Can you pull out and copy every line in the records below that contains the word "gray"?

---------- Data for the task ----------

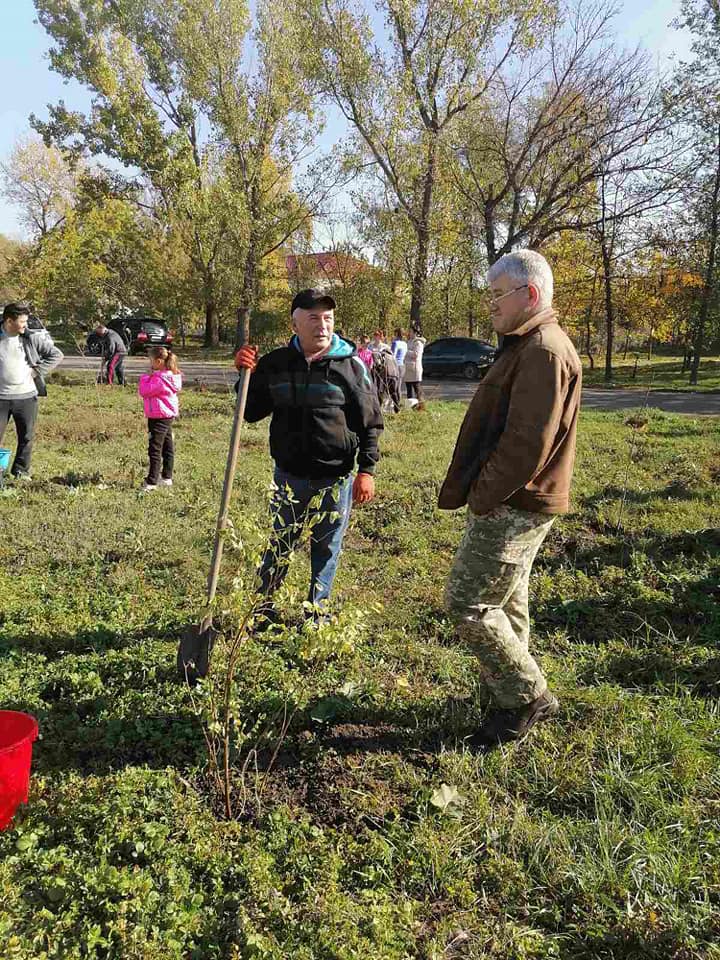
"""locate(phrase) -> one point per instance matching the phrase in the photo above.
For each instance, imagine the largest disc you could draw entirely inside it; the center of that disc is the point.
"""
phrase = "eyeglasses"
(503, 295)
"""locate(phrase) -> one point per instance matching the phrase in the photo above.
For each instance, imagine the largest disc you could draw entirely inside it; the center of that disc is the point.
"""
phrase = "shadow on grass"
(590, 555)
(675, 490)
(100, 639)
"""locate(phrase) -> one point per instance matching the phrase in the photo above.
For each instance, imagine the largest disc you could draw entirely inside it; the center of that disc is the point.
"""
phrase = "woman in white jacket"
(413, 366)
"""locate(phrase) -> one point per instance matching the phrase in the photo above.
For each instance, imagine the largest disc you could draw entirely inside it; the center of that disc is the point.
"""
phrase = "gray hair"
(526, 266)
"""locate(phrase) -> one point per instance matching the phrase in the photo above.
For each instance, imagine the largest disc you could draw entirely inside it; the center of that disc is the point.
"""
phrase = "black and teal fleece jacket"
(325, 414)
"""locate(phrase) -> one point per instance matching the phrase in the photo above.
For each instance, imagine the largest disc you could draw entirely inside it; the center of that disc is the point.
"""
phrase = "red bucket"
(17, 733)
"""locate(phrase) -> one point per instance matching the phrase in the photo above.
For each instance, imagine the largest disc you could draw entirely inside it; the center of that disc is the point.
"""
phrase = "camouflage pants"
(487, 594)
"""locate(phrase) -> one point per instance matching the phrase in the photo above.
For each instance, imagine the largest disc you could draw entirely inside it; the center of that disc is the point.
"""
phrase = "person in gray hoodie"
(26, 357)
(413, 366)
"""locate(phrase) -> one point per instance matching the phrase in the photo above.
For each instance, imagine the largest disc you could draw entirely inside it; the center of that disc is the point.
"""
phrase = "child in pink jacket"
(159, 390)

----------

• **Solution for this task**
phrase = "gray hair"
phrase = "person in gray hoodie"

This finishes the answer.